WHAT THE TASK ASKS —
Please turn the stretch of lines from the one containing "Per the spec, this vision system identifies the grass" through the one containing "xmin=83 ymin=77 xmax=133 ymax=94" into a Markdown table with the columns Row and Line. Number each row and leave out blank lines.

[A run of records]
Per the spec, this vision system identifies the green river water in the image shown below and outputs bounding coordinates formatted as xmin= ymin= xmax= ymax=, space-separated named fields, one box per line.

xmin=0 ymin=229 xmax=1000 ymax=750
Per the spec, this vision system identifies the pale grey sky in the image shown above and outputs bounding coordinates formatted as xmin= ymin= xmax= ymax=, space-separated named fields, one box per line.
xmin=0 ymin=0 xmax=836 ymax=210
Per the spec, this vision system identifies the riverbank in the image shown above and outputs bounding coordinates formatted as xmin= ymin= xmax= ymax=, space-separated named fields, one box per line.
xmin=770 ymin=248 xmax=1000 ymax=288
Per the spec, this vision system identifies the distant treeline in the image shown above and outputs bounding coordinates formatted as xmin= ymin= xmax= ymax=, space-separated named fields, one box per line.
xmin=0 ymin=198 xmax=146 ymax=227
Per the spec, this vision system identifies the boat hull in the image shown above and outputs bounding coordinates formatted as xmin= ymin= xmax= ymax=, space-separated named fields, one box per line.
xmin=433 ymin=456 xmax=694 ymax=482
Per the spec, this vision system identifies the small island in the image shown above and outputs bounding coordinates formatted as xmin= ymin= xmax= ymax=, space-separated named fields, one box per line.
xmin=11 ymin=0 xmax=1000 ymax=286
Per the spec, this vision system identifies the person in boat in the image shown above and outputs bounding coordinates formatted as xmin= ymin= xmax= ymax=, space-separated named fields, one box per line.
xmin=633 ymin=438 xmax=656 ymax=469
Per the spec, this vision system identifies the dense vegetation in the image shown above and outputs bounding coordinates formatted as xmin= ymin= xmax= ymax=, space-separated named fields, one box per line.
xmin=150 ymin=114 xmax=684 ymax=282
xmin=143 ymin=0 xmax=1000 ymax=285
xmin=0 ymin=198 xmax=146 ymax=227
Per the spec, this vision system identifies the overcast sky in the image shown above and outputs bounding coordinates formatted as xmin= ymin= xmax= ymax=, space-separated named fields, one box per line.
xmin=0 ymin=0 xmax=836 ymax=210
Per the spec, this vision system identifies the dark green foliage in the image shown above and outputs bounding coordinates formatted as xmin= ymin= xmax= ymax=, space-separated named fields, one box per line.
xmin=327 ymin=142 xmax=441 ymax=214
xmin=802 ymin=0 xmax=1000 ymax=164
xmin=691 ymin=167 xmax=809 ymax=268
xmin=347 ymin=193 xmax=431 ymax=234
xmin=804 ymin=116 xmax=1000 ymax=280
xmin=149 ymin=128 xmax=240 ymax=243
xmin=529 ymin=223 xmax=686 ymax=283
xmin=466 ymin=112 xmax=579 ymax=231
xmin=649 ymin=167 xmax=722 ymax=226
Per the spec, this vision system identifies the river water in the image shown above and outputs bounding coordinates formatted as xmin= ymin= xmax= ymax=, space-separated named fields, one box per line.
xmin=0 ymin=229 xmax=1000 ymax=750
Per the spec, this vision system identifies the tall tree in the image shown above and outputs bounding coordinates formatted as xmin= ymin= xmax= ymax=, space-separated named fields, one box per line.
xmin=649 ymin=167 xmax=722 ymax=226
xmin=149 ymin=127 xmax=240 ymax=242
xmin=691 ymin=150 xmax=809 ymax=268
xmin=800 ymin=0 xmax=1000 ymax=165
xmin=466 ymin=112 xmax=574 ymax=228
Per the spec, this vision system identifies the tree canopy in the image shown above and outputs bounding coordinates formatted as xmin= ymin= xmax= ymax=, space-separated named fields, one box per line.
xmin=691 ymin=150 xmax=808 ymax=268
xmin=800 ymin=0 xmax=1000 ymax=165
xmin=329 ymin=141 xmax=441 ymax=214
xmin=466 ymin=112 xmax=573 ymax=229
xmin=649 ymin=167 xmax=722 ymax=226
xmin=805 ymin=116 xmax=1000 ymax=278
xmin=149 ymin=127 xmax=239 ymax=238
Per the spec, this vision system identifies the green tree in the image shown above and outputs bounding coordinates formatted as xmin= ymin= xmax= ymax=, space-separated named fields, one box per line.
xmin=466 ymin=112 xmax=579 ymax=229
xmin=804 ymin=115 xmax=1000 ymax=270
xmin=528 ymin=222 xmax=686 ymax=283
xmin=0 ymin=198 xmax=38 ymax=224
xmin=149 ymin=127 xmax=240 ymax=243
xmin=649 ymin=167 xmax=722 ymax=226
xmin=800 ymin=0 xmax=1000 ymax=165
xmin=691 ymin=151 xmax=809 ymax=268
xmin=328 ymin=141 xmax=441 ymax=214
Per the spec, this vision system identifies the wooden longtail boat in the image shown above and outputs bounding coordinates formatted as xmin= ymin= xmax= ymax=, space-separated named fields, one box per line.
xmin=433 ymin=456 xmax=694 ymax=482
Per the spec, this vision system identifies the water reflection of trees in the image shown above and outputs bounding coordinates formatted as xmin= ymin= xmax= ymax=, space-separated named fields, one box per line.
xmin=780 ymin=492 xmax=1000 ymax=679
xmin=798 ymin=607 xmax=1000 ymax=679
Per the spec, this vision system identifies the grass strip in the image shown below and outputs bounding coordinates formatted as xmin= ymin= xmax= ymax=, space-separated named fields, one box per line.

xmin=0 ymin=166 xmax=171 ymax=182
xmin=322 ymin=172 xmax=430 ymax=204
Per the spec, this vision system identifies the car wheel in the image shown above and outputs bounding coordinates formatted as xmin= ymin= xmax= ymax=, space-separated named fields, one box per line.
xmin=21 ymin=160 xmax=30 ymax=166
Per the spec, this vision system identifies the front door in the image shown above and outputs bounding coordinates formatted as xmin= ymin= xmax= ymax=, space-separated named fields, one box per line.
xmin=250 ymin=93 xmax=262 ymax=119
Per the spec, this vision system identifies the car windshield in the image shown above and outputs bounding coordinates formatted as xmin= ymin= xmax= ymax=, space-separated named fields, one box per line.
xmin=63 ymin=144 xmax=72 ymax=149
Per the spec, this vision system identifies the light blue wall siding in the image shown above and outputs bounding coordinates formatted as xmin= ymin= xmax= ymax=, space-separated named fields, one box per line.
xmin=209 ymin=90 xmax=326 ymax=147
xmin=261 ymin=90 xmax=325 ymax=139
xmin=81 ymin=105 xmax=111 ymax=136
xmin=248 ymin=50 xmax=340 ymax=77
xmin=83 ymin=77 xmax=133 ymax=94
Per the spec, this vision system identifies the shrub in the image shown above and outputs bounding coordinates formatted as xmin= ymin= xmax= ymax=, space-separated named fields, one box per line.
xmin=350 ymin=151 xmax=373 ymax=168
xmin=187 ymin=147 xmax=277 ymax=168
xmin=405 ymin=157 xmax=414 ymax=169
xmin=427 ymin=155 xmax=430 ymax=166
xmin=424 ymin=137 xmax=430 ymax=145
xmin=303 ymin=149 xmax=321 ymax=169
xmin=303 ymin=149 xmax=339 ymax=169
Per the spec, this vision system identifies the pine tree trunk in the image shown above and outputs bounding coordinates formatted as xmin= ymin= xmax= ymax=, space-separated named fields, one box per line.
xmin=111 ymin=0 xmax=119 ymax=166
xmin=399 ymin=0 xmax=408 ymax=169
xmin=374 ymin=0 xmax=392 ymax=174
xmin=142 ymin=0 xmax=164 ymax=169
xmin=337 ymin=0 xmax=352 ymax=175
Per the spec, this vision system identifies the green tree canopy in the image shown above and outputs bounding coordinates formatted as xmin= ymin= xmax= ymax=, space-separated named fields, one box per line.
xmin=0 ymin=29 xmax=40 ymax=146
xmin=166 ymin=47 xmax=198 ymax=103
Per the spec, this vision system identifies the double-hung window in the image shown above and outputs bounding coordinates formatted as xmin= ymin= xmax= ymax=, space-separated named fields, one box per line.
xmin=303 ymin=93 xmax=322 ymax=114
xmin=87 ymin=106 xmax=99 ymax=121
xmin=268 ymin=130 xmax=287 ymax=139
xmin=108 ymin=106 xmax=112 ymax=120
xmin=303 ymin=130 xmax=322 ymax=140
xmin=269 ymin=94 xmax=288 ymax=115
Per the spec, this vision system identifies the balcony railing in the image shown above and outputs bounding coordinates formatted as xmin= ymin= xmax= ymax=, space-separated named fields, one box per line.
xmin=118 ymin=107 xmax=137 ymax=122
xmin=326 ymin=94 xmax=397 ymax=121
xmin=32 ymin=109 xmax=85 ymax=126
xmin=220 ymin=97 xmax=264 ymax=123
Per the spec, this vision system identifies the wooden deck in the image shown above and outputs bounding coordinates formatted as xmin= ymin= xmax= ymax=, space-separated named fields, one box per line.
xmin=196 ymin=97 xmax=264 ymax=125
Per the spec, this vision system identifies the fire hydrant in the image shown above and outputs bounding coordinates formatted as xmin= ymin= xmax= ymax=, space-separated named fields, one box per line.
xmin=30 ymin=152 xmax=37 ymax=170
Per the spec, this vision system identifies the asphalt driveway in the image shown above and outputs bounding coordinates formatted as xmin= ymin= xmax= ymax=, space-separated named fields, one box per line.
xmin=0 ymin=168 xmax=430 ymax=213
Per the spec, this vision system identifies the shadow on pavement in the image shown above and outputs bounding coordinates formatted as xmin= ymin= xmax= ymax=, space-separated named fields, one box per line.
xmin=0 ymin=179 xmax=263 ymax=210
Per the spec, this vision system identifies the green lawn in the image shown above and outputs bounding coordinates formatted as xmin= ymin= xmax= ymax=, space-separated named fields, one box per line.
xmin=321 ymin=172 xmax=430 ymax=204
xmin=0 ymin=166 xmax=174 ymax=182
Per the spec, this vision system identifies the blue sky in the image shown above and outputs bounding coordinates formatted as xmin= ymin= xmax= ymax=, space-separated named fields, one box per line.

OUTPUT OF THE EXERCISE —
| Row | Line |
|---|---|
| 1 | Per the spec, this vision system identifies the grass strip in the image shown below and outputs bounding coordinates formatted as xmin= ymin= xmax= ymax=, space-separated named fields, one box per line. |
| 2 | xmin=0 ymin=166 xmax=171 ymax=182 |
| 3 | xmin=322 ymin=172 xmax=430 ymax=204 |
| 4 | Per the spec, this vision system identifies the car wheel in the image shown above and outputs bounding coordinates formatted as xmin= ymin= xmax= ymax=, space-separated named fields, one box per line. |
| 5 | xmin=21 ymin=160 xmax=30 ymax=166 |
| 6 | Per the spec, this vision system identifies the front door in the image shown above and outputs bounding coordinates formatted as xmin= ymin= xmax= ymax=, space-separated named fields, one box per line. |
| 7 | xmin=250 ymin=93 xmax=262 ymax=119 |
| 8 | Per the spec, this vision system identifies the car windshield in the image shown above and outputs bounding coordinates formatted as xmin= ymin= xmax= ymax=, space-separated named fields, one box per line. |
| 9 | xmin=63 ymin=144 xmax=72 ymax=149 |
| 10 | Per the spec, this vision system identifies the light blue wall siding in the image shown above and outputs bounding coordinates formatted as xmin= ymin= xmax= ymax=, space-separated named fields, one box per line. |
| 11 | xmin=209 ymin=90 xmax=326 ymax=147 |
| 12 | xmin=261 ymin=90 xmax=325 ymax=139 |
| 13 | xmin=81 ymin=105 xmax=111 ymax=136 |
| 14 | xmin=248 ymin=50 xmax=340 ymax=77 |
| 15 | xmin=83 ymin=77 xmax=133 ymax=94 |